__TEXTAUSZUG__.
☆ ☆ ☆ ☆ ☆

Hamburg. Junes El Ebrashi soll zum Nachfolger von Tim Gerresheim werden. Der Athlet des Fecht-Clubs Rothenbaum bringt Charme und Talent mit.
Einen wie ihn hat Alexander Krause noch nie gesehen. Was auch daran liegt, dass der Trainer beim Fecht-Club Rothenbaum Timothäus „Tim“ Gerresheim (85) nie live in Aktion gesehen hat. Er ist schlicht zu jung, um die Blütezeit des Hamburger Olympia-Bronzemedaillengewinners von Rom 1960 miterlebt zu haben. Aber dafür hat Krause ja Junes El Ebrashi. „Ich bin einfach so happy über ihn bei uns im Verein“, sagt Krause und überschlägt sich dabei fast vor Stolz. Und das mit Fug und Recht.
Ahmed El Ebrashi hat schon etwas mehr Routine im Umgang mit seinem 15 Jahre alten Sohn, sagt aber nicht minder schwer beeindruckt: „Ich war in seinem Alter nicht so drauf“, und bezieht das neben der eisernen Disziplin beim Fechten vor allem auf den Notenschnitt von 1,4 am Gymnasium Heidberg. Nur Junes El Ebrashi selbst wirkt völlig unberührt vom Hype und den Superlativen, die ihn umgeben.
Junes El Ebrashi ist Hamburgs großes Fecht-Talent
Fast so, als hätte er mental schon die Abgeklärtheit des 70 Jahre älteren Gerresheim erlangt, in dessen Fußstapfen er einmal als nächster großer Hamburger Fechtmeister treten könnte. Sportlich hat er dessen Niveau freilich noch lange nicht erreicht. Aber El Ebrashi ist auf dem Weg.
So wie er eigentlich immer irgendwohin auf dem Weg ist. Am Wochenende zum Weltcup nach Frankreich. Im Februar 2025 voraussichtlich zur Europameisterschaft nach Antalya (Türkei), im April zur Weltmeisterschaft ins chinesische Wuxi und regelmäßig für mehrere Wochen am Stück zum Olympia-Stützpunkt nach Bonn. Die psychische Fitness des schmalen, lang aufgeschossenen Langenhorners muss bei diesem Mammutprogramm mindestens auf dem Level seiner psychischen sein.
Athlet des Fecht-Clubs Rothenbaum ist zwölffacher Hamburger Meister
„Das eine funktioniert nicht ohne das andere“, sagt El Ebrashi, den genau diese Mischung aus Körper und Geist am Fechten so fasziniert, seit er als Siebenjähriger damit begonnen hat. Animiert einerseits von Jugendfotos seines Vaters mit Florett, andererseits über seine Mutter Alexandra, die mit Fechtern zusammen studiert hatte „und meinte, die haben alle so einen tollen Charakter, ich solle das auch mal versuchen“, sagt El Ebrashi.

☆ ☆ ☆ ☆ ☆

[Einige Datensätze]
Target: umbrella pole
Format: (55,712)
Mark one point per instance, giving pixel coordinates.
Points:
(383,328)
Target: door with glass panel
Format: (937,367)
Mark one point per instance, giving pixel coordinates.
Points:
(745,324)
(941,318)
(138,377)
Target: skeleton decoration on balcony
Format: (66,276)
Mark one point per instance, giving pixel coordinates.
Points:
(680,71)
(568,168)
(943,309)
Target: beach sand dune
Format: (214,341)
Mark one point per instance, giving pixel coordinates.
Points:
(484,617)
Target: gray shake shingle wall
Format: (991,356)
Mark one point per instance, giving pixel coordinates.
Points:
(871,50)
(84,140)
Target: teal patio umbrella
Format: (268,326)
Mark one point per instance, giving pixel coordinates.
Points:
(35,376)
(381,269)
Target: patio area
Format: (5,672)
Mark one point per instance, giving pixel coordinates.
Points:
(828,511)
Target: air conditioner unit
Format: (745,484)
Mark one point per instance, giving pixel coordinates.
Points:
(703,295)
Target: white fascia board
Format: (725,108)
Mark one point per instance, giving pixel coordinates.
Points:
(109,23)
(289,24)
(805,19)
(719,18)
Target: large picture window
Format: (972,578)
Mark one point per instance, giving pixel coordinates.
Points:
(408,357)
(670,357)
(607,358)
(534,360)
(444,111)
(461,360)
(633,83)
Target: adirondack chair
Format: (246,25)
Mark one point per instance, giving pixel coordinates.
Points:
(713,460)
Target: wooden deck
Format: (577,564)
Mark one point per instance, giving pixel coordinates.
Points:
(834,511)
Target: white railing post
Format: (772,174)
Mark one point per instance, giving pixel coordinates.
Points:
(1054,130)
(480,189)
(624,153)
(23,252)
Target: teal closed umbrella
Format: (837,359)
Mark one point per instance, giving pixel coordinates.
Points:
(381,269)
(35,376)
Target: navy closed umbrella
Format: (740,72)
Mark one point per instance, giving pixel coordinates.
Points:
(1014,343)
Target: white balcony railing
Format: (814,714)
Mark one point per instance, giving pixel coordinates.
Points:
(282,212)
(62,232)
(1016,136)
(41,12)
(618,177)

☆ ☆ ☆ ☆ ☆

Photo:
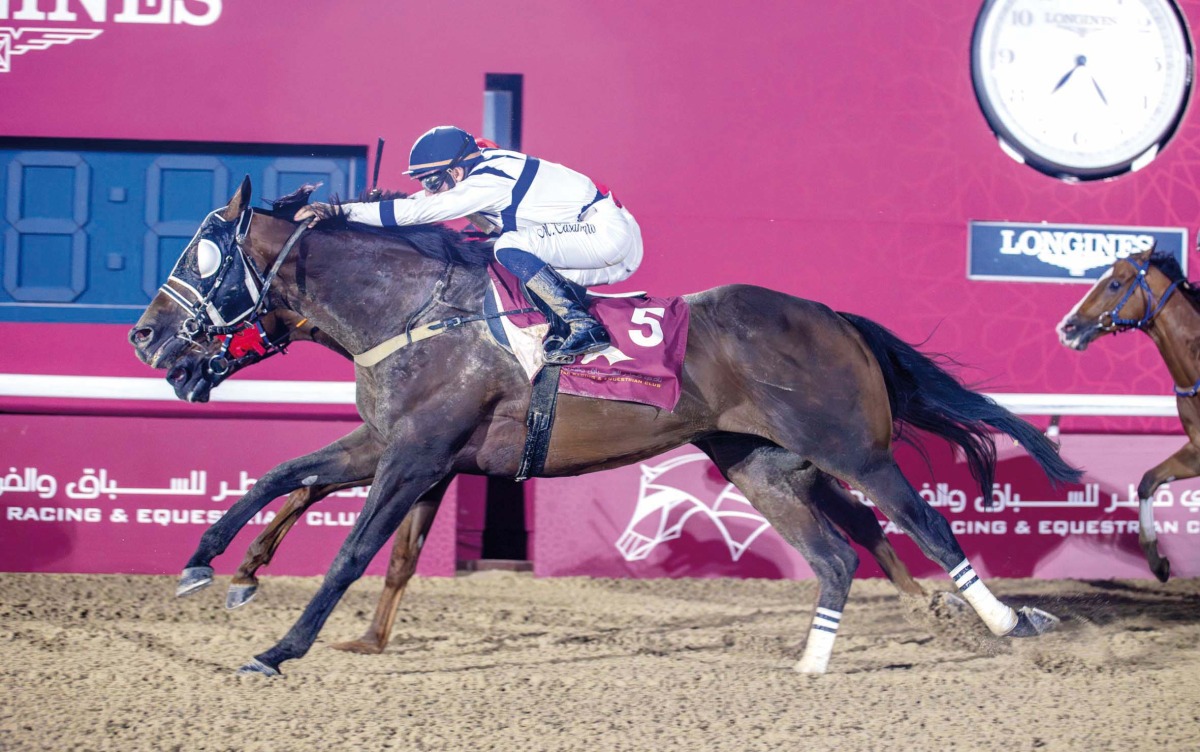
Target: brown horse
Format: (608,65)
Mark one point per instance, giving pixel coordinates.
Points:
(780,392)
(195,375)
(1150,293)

☆ ☆ ☆ ☆ ☆

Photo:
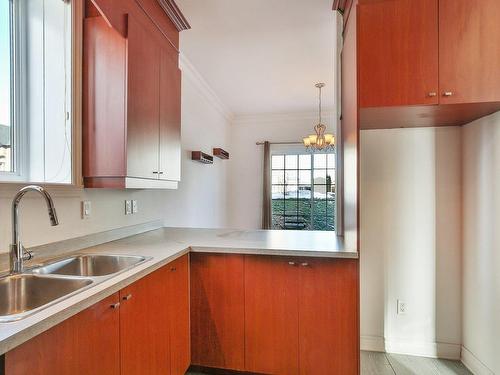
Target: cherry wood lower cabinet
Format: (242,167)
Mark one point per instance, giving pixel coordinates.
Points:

☆ ☆ ☆ ☆ ☆

__KURZE AUFGABE__. Führe den Artikel über den jungen Hamburger Fechter Junes El Ebrashi im Anschluss an seinen letzten Satz fort. Die Datensätze stehen in keinem Zusammenhang mit dem Text.

__ANTWORT ZUR AUFGABE__.
Charakterlich würde aus dem intelligenten Jugendlichen vermutlich auch ohne den Fechtsport ein charmanter junger Mann, gelohnt hat sich die Entscheidung dennoch. Drei deutsche Meistertitel mit dem Team hat El Ebrashi bereits gefeiert, war als jüngerer Jahrgang Siebter im Einzel, ist zwölffacher (!) Hamburger Meister und steht auch auf regionalen Ranglisten der Senioren auf Platz eins.
Mentaltraining hilft 15-Jährigem auf der Planche
„Trotzdem gibt es viel zu machen bei mir“, sagt er. Besonders im Kopf müsse er noch fitter werden als ohnehin schon, um in der Weltspitze mitzuhalten. Dafür nimmt der Florettfechter bereits Mentaltraining bei einer Bekannten mit Expertise auf diesem Feld. Er habe dadurch Rituale entwickelt, die ihm im Gefecht kleine Stützen sind, um konzentriert zu bleiben. „Denn das ist Fechten: ständig umdenken, was als nächstes passiert. Mir macht dieses strategische Denken Spaß. Viele gehen aber ohne Plan auf die Planche“, sagt El Ebrashi, der auch leidenschaftlich Tischtennis spielt.
Von großer Bedeutung für ihn ist, dass sein Trainer an der Bahn steht. „Ich brauche diese Präsenz von ihm, seine Stimme, dann habe ich keine Angst“, sagt er. Doch das ist einer der Knackpunkte. Fechten ist ein kostspieliger Sport, in dem Sponsoren besonders im Nachwuchsbereich kaum vorhanden sind. Eine neue Fechtjacke kostet locker 300 Euro, eine Klinge rund 180 Euro. Der Fecht-Club Rothenbaum kann die Aufwendungen nur zum Teil bezuschussen, die internationalen Reisen zu Wettkämpfen gehen richtig ins Geld.
Papa von Toptalent: „1000 Euro sind nichts für ein Wochenende“
„1000 Euro sind nichts für ein Wochenende. Mit Flügen, Übernachtung, Teilnahmegebühr und Ausrüstung sind die ganz fix weg“, sagt der aus Ägypten stammende Ahmed El Ebrashi, der seinen Sohn zu den meisten Turnieren begleitet, sie auch finanziert. Auch Krause lädt der Inhaber mehrerer Volvo-Autohäuser regelmäßig ein.
Ein großes Invest. Zugleich eines, das Eltern, die es sich leisten können, nachvollziehen können, um ihre Kinder bestmöglich zu fördern. Bei El Ebrashi, den starke Hand-Auge-Fuß-Koordination und Impulskontrolle auszeichnen, kommen zum viermaligen Training in Hamburg die regelmäßigen Einheiten in Bonn dazu. Dauerhaft ins Rheinland ziehen möchte das Toptalent, der einen jüngeren, ebenfalls fechtenden Bruder und zwei Schwestern hat, aufgrund seiner Familienverbundenheit nicht. „Meine Schule ermöglicht es mir, länger abwesend zu sein. Die Mitschüler und Lehrer unterstützen mich“, sagt er.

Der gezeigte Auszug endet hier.